→ **Given task**
Reproduce every entry exactly as shown.

→ **Supplied material**
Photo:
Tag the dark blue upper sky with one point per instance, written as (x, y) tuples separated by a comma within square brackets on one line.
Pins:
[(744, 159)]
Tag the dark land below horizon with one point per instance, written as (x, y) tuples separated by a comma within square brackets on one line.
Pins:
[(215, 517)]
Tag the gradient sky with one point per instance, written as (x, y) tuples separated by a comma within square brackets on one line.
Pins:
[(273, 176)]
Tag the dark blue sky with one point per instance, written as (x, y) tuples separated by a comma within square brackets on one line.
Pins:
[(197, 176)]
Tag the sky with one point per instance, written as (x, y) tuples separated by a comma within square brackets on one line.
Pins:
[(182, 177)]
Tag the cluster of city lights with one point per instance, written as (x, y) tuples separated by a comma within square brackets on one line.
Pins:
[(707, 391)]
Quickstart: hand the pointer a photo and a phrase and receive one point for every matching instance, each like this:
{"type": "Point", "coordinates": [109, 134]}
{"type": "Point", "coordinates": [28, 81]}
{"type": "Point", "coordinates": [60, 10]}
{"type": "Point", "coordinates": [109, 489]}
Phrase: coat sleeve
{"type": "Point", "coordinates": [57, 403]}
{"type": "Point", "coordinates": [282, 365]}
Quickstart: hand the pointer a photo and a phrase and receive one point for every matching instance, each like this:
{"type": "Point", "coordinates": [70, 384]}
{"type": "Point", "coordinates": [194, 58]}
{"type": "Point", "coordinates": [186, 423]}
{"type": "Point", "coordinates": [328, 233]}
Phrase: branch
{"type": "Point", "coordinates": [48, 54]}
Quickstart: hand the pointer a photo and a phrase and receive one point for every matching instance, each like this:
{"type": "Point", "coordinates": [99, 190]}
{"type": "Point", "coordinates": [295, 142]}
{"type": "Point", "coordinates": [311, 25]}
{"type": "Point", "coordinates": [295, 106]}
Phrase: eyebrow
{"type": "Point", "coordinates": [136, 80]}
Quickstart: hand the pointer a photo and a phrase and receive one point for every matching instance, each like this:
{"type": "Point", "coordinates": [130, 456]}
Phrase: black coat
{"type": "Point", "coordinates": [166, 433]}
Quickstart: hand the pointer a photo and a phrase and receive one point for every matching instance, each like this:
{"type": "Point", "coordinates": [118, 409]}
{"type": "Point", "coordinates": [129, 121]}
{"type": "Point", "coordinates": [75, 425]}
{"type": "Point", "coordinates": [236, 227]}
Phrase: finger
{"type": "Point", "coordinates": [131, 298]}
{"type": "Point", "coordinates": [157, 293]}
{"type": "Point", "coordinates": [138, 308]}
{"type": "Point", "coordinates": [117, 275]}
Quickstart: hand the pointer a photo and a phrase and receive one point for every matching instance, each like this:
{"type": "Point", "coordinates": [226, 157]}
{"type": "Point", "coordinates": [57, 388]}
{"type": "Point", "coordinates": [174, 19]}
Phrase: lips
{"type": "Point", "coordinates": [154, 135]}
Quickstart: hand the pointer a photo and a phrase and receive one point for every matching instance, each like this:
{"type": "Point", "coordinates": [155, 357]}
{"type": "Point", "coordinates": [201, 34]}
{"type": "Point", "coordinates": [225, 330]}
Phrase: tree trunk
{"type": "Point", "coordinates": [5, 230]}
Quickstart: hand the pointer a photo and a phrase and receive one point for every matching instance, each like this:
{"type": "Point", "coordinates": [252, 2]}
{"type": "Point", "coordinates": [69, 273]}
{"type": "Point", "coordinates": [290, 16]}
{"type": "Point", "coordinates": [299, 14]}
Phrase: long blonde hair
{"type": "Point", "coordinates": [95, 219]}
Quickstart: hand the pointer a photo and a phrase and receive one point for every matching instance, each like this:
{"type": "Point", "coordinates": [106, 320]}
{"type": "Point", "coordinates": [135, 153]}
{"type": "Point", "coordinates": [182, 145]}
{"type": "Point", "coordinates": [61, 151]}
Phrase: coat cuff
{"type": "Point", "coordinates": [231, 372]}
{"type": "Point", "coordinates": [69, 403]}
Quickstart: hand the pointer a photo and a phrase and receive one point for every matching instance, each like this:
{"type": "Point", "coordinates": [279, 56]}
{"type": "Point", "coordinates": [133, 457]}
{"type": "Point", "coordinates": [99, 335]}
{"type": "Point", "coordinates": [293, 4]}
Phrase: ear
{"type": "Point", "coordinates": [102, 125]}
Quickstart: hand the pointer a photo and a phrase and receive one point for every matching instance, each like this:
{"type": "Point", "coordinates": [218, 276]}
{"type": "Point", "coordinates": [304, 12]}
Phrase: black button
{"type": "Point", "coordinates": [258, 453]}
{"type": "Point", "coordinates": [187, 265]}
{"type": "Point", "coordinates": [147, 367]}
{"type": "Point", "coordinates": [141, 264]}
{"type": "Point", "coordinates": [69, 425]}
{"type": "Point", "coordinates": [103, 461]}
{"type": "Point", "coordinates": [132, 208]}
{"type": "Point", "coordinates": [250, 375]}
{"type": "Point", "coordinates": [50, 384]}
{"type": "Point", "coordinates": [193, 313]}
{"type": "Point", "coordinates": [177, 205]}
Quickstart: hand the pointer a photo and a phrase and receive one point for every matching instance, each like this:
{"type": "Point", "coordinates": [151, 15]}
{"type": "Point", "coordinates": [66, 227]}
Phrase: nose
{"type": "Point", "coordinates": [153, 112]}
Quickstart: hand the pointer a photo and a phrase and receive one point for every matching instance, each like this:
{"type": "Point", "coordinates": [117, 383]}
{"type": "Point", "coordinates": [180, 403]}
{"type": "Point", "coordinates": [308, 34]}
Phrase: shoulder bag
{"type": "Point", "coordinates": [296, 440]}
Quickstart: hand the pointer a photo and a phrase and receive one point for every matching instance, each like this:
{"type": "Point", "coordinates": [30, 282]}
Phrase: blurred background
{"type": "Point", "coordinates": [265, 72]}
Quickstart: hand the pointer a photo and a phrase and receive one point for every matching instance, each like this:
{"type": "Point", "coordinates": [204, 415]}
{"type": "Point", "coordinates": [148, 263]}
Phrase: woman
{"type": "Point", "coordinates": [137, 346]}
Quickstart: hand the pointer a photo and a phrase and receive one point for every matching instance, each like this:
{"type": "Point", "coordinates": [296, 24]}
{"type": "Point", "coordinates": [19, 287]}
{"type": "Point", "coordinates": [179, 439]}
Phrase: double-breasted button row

→ **Result**
Photo:
Tag the dark blue upper sky with one point per instance, written as (x, y) tuples separated by a comma within square brackets on one line.
Pins:
[(744, 159)]
Tag the dark land below horizon with one point per instance, written as (x, y) tuples separated by a comma within square brackets on one line.
Pins:
[(215, 517)]
Tag the gradient sky with one point per instance, written as (x, y) tuples separated by a comma within square brackets on one line.
Pins:
[(273, 176)]
Tag the dark blue sky with one point per instance, written as (x, y) tuples separated by a comma within square brackets on one line.
Pins:
[(197, 176)]
Tag the sky with one point per instance, written as (x, y) tuples separated by a comma within square brackets on one line.
Pins:
[(182, 177)]
Tag the cluster of city lights with one point per instance, written as (x, y) tuples separated by a comma within square brackets on one line.
Pins:
[(707, 391)]
Quickstart: hand the pointer a photo and a phrase and receive one point for every matching instance, each like this:
{"type": "Point", "coordinates": [109, 134]}
{"type": "Point", "coordinates": [28, 81]}
{"type": "Point", "coordinates": [60, 10]}
{"type": "Point", "coordinates": [109, 489]}
Phrase: coat sleeve
{"type": "Point", "coordinates": [57, 403]}
{"type": "Point", "coordinates": [282, 365]}
Quickstart: hand the pointer a photo and a phrase and receive one point for every matching instance, each like this:
{"type": "Point", "coordinates": [70, 384]}
{"type": "Point", "coordinates": [194, 58]}
{"type": "Point", "coordinates": [186, 423]}
{"type": "Point", "coordinates": [328, 233]}
Phrase: branch
{"type": "Point", "coordinates": [48, 54]}
Quickstart: hand the pointer a photo and a phrase and receive one point for every matching instance, each like this:
{"type": "Point", "coordinates": [99, 190]}
{"type": "Point", "coordinates": [295, 142]}
{"type": "Point", "coordinates": [311, 25]}
{"type": "Point", "coordinates": [295, 106]}
Phrase: eyebrow
{"type": "Point", "coordinates": [136, 80]}
Quickstart: hand the pointer a photo and a phrase and receive one point for every matching instance, each like this:
{"type": "Point", "coordinates": [130, 456]}
Phrase: black coat
{"type": "Point", "coordinates": [166, 433]}
Quickstart: hand the pointer a photo and a phrase and receive one point for every matching instance, each like this:
{"type": "Point", "coordinates": [118, 409]}
{"type": "Point", "coordinates": [129, 121]}
{"type": "Point", "coordinates": [75, 425]}
{"type": "Point", "coordinates": [236, 227]}
Phrase: finger
{"type": "Point", "coordinates": [131, 298]}
{"type": "Point", "coordinates": [157, 293]}
{"type": "Point", "coordinates": [138, 308]}
{"type": "Point", "coordinates": [117, 275]}
Quickstart: hand the pointer a photo and a phrase and receive one point for every matching instance, each like this:
{"type": "Point", "coordinates": [226, 157]}
{"type": "Point", "coordinates": [57, 388]}
{"type": "Point", "coordinates": [174, 19]}
Phrase: lips
{"type": "Point", "coordinates": [154, 135]}
Quickstart: hand the pointer a photo and a phrase and receive one point for every matching instance, each like this:
{"type": "Point", "coordinates": [155, 357]}
{"type": "Point", "coordinates": [201, 34]}
{"type": "Point", "coordinates": [225, 330]}
Phrase: tree trunk
{"type": "Point", "coordinates": [5, 230]}
Quickstart: hand the pointer a photo and a phrase and receive one point for every matching instance, each like this:
{"type": "Point", "coordinates": [252, 2]}
{"type": "Point", "coordinates": [69, 273]}
{"type": "Point", "coordinates": [290, 16]}
{"type": "Point", "coordinates": [299, 14]}
Phrase: long blonde hair
{"type": "Point", "coordinates": [95, 219]}
Quickstart: hand the pointer a photo and a phrase and receive one point for every matching instance, each like this:
{"type": "Point", "coordinates": [106, 320]}
{"type": "Point", "coordinates": [135, 153]}
{"type": "Point", "coordinates": [182, 145]}
{"type": "Point", "coordinates": [61, 151]}
Phrase: coat cuff
{"type": "Point", "coordinates": [231, 372]}
{"type": "Point", "coordinates": [69, 403]}
Quickstart: hand the pointer a photo and a phrase and receive one point for every matching instance, each like this:
{"type": "Point", "coordinates": [279, 56]}
{"type": "Point", "coordinates": [133, 457]}
{"type": "Point", "coordinates": [99, 335]}
{"type": "Point", "coordinates": [293, 4]}
Phrase: ear
{"type": "Point", "coordinates": [102, 125]}
Quickstart: hand the pointer a photo and a phrase and receive one point for every matching instance, each like this:
{"type": "Point", "coordinates": [218, 276]}
{"type": "Point", "coordinates": [304, 12]}
Phrase: black button
{"type": "Point", "coordinates": [258, 453]}
{"type": "Point", "coordinates": [187, 265]}
{"type": "Point", "coordinates": [147, 367]}
{"type": "Point", "coordinates": [141, 264]}
{"type": "Point", "coordinates": [69, 425]}
{"type": "Point", "coordinates": [103, 461]}
{"type": "Point", "coordinates": [132, 208]}
{"type": "Point", "coordinates": [250, 375]}
{"type": "Point", "coordinates": [50, 384]}
{"type": "Point", "coordinates": [193, 313]}
{"type": "Point", "coordinates": [177, 205]}
Quickstart: hand the pointer a photo and a phrase and receive one point for every matching instance, each like this:
{"type": "Point", "coordinates": [151, 15]}
{"type": "Point", "coordinates": [66, 227]}
Phrase: nose
{"type": "Point", "coordinates": [153, 112]}
Quickstart: hand the pointer a photo and a phrase and receive one point for every matching instance, each like this:
{"type": "Point", "coordinates": [117, 383]}
{"type": "Point", "coordinates": [180, 403]}
{"type": "Point", "coordinates": [308, 34]}
Phrase: shoulder bag
{"type": "Point", "coordinates": [296, 440]}
Quickstart: hand the pointer a photo and a phrase and receive one point for every matching instance, each like this:
{"type": "Point", "coordinates": [30, 282]}
Phrase: blurred background
{"type": "Point", "coordinates": [265, 72]}
Quickstart: hand the pointer a photo and a phrase and receive one point for every matching instance, each like this:
{"type": "Point", "coordinates": [204, 415]}
{"type": "Point", "coordinates": [148, 263]}
Phrase: woman
{"type": "Point", "coordinates": [137, 346]}
Quickstart: hand the pointer a photo and a phrase and receive one point for every matching instance, each like this:
{"type": "Point", "coordinates": [296, 24]}
{"type": "Point", "coordinates": [19, 287]}
{"type": "Point", "coordinates": [179, 439]}
Phrase: double-breasted button row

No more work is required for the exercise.